**PROBLEM DESCRIPTION**
Would you write out the lines from the one containing "For each instance of the metal" to the end of the records below, exactly and in full, please?

**RECORDS PROVIDED**
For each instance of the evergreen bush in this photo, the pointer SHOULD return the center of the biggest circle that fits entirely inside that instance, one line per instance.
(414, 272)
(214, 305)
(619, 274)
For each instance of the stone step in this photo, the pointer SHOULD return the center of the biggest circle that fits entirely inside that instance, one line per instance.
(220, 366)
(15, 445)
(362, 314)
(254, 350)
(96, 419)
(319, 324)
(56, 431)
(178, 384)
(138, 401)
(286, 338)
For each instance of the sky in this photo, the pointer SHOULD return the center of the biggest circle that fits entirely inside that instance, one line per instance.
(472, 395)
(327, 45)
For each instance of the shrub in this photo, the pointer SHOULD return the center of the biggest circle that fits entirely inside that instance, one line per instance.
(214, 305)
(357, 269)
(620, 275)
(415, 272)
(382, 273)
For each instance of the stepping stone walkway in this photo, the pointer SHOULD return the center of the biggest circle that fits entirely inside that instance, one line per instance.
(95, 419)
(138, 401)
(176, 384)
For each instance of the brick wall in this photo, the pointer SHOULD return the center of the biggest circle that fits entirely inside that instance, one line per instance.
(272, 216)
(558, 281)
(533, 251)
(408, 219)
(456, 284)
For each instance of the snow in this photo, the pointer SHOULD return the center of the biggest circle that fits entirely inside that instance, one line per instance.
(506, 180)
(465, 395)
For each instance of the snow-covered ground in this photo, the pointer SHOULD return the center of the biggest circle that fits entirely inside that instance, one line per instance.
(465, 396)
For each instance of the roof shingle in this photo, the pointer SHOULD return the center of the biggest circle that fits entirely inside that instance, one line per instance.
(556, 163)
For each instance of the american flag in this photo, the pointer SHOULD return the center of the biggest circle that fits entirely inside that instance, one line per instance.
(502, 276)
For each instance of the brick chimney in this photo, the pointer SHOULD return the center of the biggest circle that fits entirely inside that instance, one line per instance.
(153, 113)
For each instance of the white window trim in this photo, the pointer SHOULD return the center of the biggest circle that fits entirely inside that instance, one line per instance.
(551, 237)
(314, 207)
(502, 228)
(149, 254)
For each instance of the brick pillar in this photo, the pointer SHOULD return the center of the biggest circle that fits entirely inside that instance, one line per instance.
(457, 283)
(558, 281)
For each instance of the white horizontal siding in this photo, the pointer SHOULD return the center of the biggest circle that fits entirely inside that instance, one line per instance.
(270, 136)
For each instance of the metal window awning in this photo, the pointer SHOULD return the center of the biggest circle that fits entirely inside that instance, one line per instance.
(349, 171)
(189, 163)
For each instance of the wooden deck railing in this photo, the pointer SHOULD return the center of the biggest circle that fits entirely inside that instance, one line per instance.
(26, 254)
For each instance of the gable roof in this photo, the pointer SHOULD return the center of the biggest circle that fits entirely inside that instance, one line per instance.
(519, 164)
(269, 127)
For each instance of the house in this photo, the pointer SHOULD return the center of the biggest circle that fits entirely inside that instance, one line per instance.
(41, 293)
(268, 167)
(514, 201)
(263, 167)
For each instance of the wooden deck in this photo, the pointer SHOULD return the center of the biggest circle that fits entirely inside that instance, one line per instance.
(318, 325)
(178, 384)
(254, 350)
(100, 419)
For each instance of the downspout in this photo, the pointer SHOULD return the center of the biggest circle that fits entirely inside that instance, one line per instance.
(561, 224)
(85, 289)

**YOUR RESPONSE**
For each instance of the metal window awning in this photo, the pointer SHOULD return the center of the biggest circle that fits entirely inside that instance, one line per instance.
(349, 171)
(189, 163)
For each instance of the wooden deck railing in this photo, the pointer SHOULD return the center of the biggest circle that fits entirely inside that instance, one line per instance.
(26, 254)
For each instance of the gable roof in this photo, the pointer SHOULD return the center of the biggest circle that fits entirely inside that instance, one line per instance.
(519, 164)
(269, 127)
For each instance of the house in this photo, the pointer SHOULD return the center of the biggest circle that fits entirely inside that instance, one line per instance.
(41, 293)
(268, 167)
(514, 201)
(263, 167)
For each instance of the wooden deck in this photo, the pointer SHOULD return the center of the biggest circle that fits entirely inside that instance, one line per instance.
(318, 325)
(178, 384)
(254, 350)
(100, 419)
For each instance of the downspout in this photo, the pointer SHOULD return the center of the biggest circle that fits entirely inside that instance, one line per instance.
(561, 224)
(85, 289)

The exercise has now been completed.